課題の概要. 「殺処分ゼロ」政策と外猫の減少を論じた本文を、最後の文に続けて書き進めてください。

対象本文.
「殺処分ゼロ」という言葉は、非常に強い道徳的インパクトを持つ。
誰もが望む“良いこと”の象徴として広まり、多くの自治体がとりくみ、選挙戦で公約に掲げる候補者もいて、国民の大半もまたそれを無条件に歓迎した。
しかし今、その“成功”の裏で、静かに異変が起きている。
日本各地で、外猫──いわゆる地域猫や野良猫の姿が目に見えて減少しているのである。
その減少は、「保護されたから」ではなく、避妊去勢による子孫を残させない、意図的な少子化政策による。
外猫の存在は、従来の家猫の供給構造そのものであった。多くの飼い猫は、野良として発見され、保護され、家庭に迎えられてきた。つまり、家猫とは、外猫からの自然供給によって成立する文化だった。
だが、「殺処分ゼロ」を制度化する過程で、多くの自治体が猫の“持ち込み制限”を実施し、同時に“野良への餌やり禁止”を条例化した。
獣医師と連携し外猫への避妊去勢を進めた。
これにより、外猫の生存基盤そのものが破壊され、“保護すべき対象”が消えつつある。
さらに問題を複雑にしているのは、避妊去勢の推進が「当然」とされ、それに対して獣医師が何らの抑制も啓蒙も行わないことである。

データ抜粋.

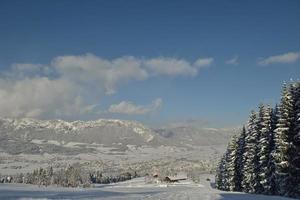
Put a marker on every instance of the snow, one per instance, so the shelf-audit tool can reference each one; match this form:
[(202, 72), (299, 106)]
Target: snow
[(133, 189)]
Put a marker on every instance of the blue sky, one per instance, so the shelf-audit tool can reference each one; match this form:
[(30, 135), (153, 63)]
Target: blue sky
[(138, 59)]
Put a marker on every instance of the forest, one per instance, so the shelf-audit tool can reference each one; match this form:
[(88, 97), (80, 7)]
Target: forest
[(265, 157)]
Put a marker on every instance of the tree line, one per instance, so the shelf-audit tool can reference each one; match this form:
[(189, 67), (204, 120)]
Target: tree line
[(265, 157), (72, 176)]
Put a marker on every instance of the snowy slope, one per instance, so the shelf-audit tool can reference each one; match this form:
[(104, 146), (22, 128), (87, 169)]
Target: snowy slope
[(133, 189)]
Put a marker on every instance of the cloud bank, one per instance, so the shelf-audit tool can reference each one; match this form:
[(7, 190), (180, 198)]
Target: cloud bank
[(129, 108), (286, 58), (74, 85), (233, 61)]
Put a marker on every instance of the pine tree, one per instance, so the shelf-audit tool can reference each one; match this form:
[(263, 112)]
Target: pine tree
[(282, 136), (294, 151), (231, 164), (250, 157), (265, 128), (239, 159), (271, 165)]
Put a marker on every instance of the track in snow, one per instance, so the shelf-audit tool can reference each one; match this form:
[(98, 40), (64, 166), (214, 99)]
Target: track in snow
[(133, 189)]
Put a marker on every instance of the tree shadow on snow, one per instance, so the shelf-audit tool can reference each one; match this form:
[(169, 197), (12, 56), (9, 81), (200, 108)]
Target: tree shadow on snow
[(243, 196), (13, 194)]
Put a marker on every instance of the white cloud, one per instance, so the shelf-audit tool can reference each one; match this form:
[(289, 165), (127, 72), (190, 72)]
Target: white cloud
[(129, 108), (170, 67), (203, 62), (233, 61), (108, 74), (74, 85), (290, 57)]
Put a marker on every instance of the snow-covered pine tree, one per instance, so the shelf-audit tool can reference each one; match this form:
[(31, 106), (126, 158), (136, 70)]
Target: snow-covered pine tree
[(294, 152), (220, 174), (282, 137), (250, 157), (232, 164), (264, 147), (239, 159), (272, 190)]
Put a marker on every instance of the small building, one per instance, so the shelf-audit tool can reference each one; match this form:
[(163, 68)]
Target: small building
[(175, 179)]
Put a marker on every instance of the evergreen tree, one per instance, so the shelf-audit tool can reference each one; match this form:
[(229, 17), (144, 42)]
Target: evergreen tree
[(231, 164), (294, 151), (282, 138), (265, 128), (271, 165), (220, 174), (239, 159), (250, 157)]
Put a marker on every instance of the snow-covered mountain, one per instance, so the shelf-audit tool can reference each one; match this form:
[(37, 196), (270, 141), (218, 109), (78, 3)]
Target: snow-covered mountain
[(57, 136)]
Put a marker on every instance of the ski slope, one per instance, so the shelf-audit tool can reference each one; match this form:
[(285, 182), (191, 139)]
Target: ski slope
[(133, 189)]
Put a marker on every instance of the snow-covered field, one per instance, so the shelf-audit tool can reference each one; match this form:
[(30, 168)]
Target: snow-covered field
[(133, 189)]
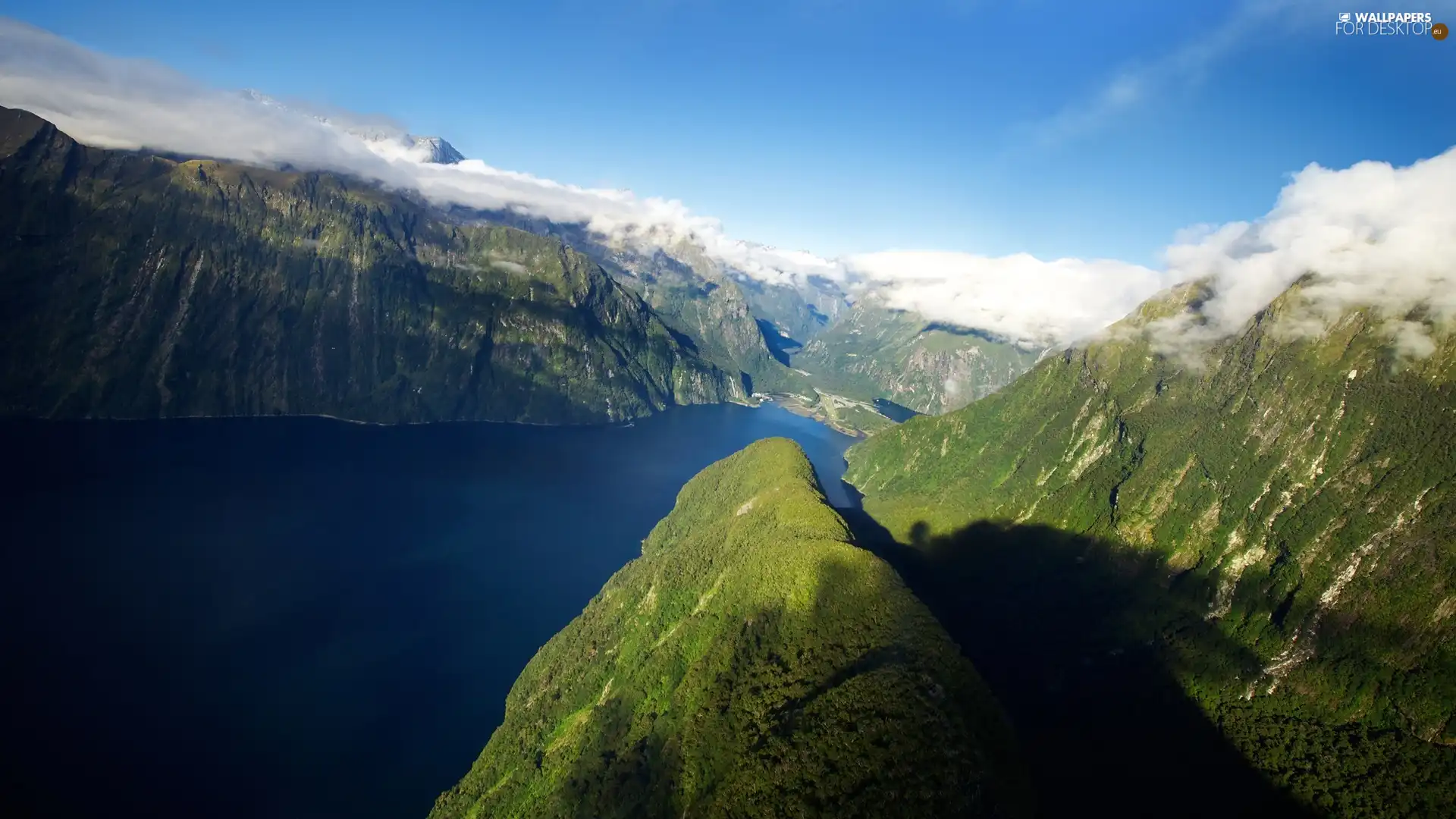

課題の解答.
避妊去勢は、外猫を「増やさない」ための手段として機能するが、過度になれば当然ながら種の絶滅に繋がる。
動物病院は“避妊去勢”をビジネスとして取り込みながら、「個体数を維持する努力」は行わず、「数が減る結果」についても責任を負っていない。
つまり、制度・経済・倫理の連携によって、“殺処分数”は確かに減少したが、実際には“猫の総数”が激減しているという現象が生まれている。
この構造は、目先の道徳性を優先するあまり、長期的な生態系・文化・共生関係の崩壊に繋がりかねない。
アンケート調査では、いまのところ家猫の数はあまり減っていないように見える。しかし一度減少し始めればしばらく止まらないだろう。
暮らしの中に溶け込んでいた地域猫のいる風景は、おそらく戻ることはないだろう。